Your instructions: The response must consist of each line in the listing that has the word "pillow" in it.

[Records for the task Boundary: Start]

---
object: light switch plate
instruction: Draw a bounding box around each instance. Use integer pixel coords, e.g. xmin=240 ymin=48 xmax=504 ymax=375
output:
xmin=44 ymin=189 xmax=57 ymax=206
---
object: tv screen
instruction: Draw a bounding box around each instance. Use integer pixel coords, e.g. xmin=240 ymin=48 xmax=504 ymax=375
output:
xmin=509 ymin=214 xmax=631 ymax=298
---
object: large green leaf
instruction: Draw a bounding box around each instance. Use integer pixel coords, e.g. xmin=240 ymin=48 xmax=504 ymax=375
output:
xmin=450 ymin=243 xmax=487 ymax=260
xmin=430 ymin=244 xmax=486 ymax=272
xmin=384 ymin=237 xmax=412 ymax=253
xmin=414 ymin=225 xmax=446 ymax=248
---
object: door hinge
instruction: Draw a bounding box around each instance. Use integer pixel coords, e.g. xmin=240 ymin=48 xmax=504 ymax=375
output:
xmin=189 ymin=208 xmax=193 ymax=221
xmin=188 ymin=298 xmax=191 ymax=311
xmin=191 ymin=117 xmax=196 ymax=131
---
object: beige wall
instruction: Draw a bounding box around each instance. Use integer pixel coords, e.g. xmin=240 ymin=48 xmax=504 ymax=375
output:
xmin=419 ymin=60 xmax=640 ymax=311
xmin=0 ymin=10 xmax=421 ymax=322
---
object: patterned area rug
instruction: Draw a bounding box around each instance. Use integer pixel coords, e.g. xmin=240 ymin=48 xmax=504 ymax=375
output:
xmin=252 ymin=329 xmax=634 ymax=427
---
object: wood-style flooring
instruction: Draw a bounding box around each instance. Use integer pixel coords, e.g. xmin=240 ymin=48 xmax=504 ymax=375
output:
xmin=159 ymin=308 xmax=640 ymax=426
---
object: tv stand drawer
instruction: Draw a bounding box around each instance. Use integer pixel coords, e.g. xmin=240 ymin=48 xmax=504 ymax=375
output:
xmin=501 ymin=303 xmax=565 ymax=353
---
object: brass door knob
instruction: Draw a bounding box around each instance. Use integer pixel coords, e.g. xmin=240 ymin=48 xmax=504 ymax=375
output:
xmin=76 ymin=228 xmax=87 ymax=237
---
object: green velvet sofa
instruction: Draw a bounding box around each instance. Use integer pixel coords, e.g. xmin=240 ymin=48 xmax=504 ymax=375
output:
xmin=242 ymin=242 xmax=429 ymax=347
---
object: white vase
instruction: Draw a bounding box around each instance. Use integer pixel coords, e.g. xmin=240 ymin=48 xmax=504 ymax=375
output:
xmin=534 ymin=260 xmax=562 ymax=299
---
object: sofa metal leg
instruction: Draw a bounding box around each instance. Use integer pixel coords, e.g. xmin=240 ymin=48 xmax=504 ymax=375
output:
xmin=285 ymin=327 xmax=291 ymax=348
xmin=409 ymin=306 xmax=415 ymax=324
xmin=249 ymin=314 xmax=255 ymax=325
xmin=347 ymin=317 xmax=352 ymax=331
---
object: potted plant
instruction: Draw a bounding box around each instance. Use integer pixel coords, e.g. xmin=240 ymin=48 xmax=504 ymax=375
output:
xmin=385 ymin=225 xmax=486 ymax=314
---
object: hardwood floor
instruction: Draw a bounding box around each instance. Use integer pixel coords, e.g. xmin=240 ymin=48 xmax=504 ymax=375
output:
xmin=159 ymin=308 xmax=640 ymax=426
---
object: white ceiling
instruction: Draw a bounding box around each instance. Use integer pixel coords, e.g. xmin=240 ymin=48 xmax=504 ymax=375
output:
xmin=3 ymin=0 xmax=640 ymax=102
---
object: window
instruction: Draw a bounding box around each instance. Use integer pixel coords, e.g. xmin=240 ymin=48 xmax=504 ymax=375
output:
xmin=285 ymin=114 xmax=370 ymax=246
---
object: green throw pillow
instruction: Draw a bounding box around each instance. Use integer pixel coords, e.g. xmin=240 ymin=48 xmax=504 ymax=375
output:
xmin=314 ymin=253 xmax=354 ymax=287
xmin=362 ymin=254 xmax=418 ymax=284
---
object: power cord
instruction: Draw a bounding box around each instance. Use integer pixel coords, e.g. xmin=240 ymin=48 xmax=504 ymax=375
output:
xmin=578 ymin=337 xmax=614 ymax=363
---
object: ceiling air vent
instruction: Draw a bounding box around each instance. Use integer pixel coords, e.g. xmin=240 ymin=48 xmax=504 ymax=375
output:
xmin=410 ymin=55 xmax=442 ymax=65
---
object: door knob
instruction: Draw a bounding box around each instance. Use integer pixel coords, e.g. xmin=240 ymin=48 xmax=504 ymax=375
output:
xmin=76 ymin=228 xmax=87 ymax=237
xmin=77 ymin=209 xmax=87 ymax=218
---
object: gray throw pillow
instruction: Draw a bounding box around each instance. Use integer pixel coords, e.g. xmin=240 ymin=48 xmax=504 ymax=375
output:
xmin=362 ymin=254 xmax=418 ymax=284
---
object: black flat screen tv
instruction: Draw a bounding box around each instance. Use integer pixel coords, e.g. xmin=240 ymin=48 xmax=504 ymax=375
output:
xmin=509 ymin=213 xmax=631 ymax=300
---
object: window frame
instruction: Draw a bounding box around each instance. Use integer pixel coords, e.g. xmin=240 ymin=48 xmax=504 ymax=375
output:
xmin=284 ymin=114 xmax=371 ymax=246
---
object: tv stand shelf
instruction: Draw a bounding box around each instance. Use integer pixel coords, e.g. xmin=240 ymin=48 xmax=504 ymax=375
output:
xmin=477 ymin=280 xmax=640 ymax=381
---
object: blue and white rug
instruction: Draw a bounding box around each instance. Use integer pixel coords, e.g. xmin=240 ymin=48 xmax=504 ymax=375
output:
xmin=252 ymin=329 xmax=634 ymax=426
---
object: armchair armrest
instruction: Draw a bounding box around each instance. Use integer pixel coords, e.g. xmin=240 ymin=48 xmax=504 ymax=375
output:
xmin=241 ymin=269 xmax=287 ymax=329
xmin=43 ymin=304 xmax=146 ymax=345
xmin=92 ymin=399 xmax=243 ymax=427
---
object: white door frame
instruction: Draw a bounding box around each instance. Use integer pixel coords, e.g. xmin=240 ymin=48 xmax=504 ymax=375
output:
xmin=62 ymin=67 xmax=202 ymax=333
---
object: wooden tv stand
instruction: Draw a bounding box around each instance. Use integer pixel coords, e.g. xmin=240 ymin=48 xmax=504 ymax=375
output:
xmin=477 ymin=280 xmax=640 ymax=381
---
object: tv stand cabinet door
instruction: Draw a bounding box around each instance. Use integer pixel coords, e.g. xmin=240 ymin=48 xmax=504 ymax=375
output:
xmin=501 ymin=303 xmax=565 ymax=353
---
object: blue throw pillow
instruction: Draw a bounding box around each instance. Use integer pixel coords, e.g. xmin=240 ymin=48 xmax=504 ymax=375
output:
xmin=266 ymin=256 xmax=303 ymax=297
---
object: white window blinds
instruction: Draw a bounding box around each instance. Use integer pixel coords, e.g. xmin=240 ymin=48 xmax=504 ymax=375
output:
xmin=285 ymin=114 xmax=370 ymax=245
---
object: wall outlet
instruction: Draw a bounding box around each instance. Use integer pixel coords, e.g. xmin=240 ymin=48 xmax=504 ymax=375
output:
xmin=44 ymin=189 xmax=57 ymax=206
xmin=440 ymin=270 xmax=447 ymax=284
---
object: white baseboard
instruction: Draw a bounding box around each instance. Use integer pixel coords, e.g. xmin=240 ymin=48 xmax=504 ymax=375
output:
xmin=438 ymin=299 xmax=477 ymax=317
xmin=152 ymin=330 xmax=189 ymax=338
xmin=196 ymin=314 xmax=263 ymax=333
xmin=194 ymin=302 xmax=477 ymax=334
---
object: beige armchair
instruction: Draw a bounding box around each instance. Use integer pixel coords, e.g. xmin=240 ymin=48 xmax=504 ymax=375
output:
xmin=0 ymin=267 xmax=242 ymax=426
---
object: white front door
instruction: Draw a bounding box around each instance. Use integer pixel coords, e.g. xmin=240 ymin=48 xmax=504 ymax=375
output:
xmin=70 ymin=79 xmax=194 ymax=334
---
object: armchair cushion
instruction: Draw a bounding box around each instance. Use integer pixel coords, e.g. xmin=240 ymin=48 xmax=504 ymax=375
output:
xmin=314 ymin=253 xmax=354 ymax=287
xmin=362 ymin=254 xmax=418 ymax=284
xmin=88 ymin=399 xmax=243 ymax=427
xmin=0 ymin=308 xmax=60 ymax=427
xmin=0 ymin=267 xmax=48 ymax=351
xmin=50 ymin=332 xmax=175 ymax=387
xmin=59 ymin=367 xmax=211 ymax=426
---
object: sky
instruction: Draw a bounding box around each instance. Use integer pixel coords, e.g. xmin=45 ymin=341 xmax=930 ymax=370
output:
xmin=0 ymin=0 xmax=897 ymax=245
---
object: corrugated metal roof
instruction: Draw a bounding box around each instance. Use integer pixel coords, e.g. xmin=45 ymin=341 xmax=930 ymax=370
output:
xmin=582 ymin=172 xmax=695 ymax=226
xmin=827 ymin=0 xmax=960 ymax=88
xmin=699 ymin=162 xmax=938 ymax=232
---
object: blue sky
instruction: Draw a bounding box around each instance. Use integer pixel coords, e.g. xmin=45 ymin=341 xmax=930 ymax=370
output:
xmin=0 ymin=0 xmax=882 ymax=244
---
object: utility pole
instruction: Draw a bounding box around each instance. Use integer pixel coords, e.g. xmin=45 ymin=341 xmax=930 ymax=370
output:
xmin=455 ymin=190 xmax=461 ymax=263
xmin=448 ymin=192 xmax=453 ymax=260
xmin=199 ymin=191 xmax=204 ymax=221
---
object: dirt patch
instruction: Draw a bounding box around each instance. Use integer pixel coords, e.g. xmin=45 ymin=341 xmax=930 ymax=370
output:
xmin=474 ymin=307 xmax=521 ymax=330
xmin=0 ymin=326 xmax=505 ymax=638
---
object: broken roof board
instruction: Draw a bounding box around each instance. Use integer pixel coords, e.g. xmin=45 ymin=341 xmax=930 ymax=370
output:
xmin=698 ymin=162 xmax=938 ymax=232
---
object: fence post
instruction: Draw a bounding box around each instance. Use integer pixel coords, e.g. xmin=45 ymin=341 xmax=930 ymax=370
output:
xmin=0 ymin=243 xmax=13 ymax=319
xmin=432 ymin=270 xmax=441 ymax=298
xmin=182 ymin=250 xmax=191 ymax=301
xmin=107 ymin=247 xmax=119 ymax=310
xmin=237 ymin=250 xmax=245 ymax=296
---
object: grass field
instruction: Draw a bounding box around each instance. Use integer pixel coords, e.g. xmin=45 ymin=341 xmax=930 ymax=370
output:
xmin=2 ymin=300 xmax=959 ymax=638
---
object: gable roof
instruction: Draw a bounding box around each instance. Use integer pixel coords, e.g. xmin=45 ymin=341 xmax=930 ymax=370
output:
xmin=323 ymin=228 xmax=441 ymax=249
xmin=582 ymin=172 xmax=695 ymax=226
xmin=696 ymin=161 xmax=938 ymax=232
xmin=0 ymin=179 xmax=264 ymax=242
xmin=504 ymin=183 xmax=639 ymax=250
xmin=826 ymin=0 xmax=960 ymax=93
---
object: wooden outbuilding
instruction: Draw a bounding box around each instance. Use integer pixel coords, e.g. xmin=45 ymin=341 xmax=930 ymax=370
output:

[Records for the task Boundary: End]

Answer to this exercise:
object: green throw pillow
object: gray throw pillow
object: blue throw pillow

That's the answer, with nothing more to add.